— START Given passage —

# Mrs PJ is upset...



## peejay (May 10, 2005)

We've been enjoying watching some Collared Doves nesting in a chimney rafter at the back of our bungalow for the past few weeks, apparently with one baby.

Judy was thrilled yesterday, when we saw them on the fence with the parents feeding the youngster, probably its first time out of the nest.

Looked out of the bedroom window this morning to see a Kestrel or some sort of small bird of prey getting stuck into something in the shrubs.

Unfortunately we confirmed later that is was the baby Dove that had met its fate.

Nature seems cruel sometimes.

Pete


----------



## Penquin (Oct 15, 2007)

I agree that it can appear cruel BUT the raptor also needs to raise young and food chains and the transfer of energy through the ecosystem means that one bird of prey will need to consume many birds during it's lifetime.....

Why do they prey on young? Because the young have not learned the escape mechanisms the the adults acquire through experience. I once saw a film of a kestrel chasing a pigeon (same group as doves) inside a quarry, the dove lured the kestrel lower and lower and then suddenly flew upwards at a much steeper angle than a bird of prey can manage...... the raptor was trapped and could not escape from the (small but deep) quarry....... 

So such things do happen, and while they may seem cruel it is natural - if it did not happen we would rapidly be over-run with one species.......

e.g. if all the baby elephants that are born survived and bred successfully after 500 years the mass of the elephant population would be greater than the mass of the Earth.....

Each year a female herring lays about 30 million eggs and does that for about 8 - 10 years, but we are not swamped with herring as the vast majority do not survive, in fat not many more than 2 will survive after it's entire life-span........

Dave


----------



## Grizzly (May 9, 2005)

peejay said:


> Looked out of the bedroom window this morning to see a Kestrel or some sort of small bird of prey getting stuck into something in the shrubs.


Could it have been a sparrow hawk ? We've had one crash-dive the bird table and bits of bird fetched up all over the garden. Incredible sight ! He then sat on the fence, quite brazenly tearing up a wood pigeon

Bad luck on your collared dove though. Could have been a cat that took it though and they are far crueller in the way they kill. At least death by bird of prey is quick !

G


----------



## peejay (May 10, 2005)

Thanks Dave, I think Judy is aware of all that, she just mentioned that she wished it had got one of the many starlings that invade our garden every morning but perhaps they don't like the taste of them? :roll: 

Pete


----------



## pippin (Nov 15, 2007)

Better still, a magpie!


----------



## peejay (May 10, 2005)

Grizzly said:


> Could it have been a sparrow hawk ? We've had one crash-dive the bird table and bits of bird fetched up all over the garden. Incredible sight ! He then sat on the fence, quite brazenly tearing up a wood pigeon
> 
> Bad luck on your collared dove though. Could have been a cat that took it though and they are far crueller in the way they kill. At least death by bird of prey is quick !
> 
> G


It might well have been i'm not up to speed on birds of prey, wasn't very big though.

What surprised me is he sat in the garden bold as brass for ages eating it (Judy didn't stay to watch) just leaving the feathers and nothing else. I always thought they killed then flew off to a more remote spot with their prey.

Pete


----------



## Grizzly (May 9, 2005)

peejay said:


> What surprised me is he sat in the garden bold as brass for ages eating it (Judy didn't stay to watch) just leaving the feathers and nothing else. I always thought they killed then flew off to a more remote spot with their prey.
> 
> Pete


Sounds very like sparrowhawk behaviour. Whose going to bother him ! He's the king of the heap- unless you or Judy go out and throw a brick at him..... !

HERE

G


----------



## peejay (May 10, 2005)

Thanks G, yep, probably a sparrowhawk.

Magnificent beast, but Judy doesn't agree at the moment!

Pete


----------



## tonyt (May 25, 2005)

It would not have been a Kestrel but most probably a Sparrowhawk.


----------



## 1302 (Apr 4, 2006)

A sparrow hawk plucked one of my sparrows from the hedge  
First time I have ever seen one in our garden in 27 years, and saw it 3 days in a row!!!


Alison


----------

— END Given passage —
— START Dataset —

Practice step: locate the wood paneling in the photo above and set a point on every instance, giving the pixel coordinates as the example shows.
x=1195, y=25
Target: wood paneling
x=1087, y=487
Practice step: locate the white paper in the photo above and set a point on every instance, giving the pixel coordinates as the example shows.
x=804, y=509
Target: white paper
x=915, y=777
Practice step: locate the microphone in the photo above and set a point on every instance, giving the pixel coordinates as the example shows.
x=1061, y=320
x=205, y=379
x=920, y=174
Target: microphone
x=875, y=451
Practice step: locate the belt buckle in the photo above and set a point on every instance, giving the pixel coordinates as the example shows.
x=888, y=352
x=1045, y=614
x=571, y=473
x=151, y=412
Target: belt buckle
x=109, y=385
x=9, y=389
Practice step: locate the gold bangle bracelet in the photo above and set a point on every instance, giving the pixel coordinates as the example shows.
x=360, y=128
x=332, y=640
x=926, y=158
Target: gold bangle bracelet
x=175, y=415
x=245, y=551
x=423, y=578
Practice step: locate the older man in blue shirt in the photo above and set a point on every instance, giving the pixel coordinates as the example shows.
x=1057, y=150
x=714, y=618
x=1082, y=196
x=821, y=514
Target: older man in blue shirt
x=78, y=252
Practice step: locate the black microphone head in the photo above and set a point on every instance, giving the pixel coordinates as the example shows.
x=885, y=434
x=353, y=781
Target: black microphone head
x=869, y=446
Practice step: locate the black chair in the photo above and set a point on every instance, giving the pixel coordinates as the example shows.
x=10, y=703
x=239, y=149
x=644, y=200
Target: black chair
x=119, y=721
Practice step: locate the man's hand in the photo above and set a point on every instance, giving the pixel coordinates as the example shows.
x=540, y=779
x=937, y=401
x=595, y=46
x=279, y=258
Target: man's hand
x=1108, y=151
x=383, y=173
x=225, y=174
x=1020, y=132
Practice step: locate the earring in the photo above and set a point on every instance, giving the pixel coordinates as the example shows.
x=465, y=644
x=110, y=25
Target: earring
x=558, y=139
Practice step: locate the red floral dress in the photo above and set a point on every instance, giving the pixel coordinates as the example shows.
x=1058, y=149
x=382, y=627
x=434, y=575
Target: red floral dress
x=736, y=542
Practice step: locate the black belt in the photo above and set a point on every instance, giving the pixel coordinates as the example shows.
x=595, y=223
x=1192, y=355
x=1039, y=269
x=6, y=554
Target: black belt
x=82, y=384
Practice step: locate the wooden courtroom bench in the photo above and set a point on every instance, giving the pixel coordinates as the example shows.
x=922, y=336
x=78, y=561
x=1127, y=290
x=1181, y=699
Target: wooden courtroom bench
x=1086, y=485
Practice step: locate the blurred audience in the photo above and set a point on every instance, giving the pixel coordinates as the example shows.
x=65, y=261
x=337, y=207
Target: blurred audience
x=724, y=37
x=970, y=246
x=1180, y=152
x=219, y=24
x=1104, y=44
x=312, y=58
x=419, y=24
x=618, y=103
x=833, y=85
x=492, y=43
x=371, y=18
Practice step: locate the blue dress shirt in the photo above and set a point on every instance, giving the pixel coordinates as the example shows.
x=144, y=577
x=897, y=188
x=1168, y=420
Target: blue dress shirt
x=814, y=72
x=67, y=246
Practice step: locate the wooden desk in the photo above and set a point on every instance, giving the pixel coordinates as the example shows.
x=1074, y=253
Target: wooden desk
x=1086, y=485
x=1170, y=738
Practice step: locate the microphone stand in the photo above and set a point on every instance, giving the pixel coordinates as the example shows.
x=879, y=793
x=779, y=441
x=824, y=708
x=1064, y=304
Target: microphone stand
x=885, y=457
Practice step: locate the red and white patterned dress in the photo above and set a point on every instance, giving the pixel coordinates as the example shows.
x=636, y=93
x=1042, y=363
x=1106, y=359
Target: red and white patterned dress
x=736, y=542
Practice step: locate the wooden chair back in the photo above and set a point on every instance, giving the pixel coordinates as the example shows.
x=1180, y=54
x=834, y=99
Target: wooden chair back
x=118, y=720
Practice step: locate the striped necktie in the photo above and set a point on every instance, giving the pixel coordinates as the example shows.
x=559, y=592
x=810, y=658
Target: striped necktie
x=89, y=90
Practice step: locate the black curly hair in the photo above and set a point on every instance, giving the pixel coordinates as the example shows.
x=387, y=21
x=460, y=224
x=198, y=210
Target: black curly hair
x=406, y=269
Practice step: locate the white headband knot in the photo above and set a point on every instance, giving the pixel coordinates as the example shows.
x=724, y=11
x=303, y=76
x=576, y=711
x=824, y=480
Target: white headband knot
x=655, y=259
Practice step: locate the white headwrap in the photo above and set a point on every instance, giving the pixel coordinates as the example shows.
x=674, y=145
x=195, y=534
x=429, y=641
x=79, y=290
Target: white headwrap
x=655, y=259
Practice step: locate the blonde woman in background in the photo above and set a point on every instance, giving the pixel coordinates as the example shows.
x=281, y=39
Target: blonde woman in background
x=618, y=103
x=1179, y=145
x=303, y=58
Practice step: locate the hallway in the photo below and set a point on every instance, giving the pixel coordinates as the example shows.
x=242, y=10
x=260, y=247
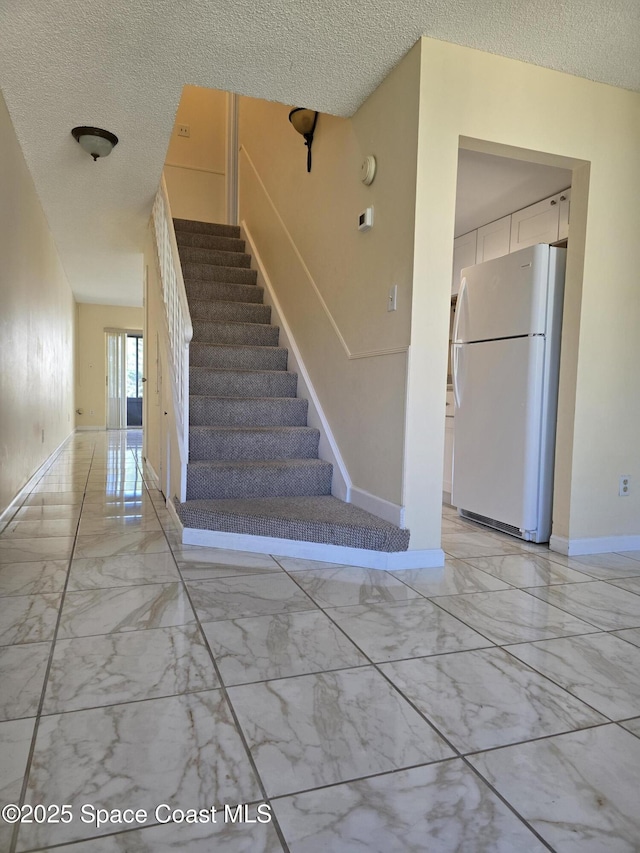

— END Dataset —

Instruction >> From the forum thread above about the collared dove, reproduce verbatim the passage that begins at the words "Judy was thrilled" and stops after "seems cruel sometimes.".

Reply to the exercise >>
Judy was thrilled yesterday, when we saw them on the fence with the parents feeding the youngster, probably its first time out of the nest.

Looked out of the bedroom window this morning to see a Kestrel or some sort of small bird of prey getting stuck into something in the shrubs.

Unfortunately we confirmed later that is was the baby Dove that had met its fate.

Nature seems cruel sometimes.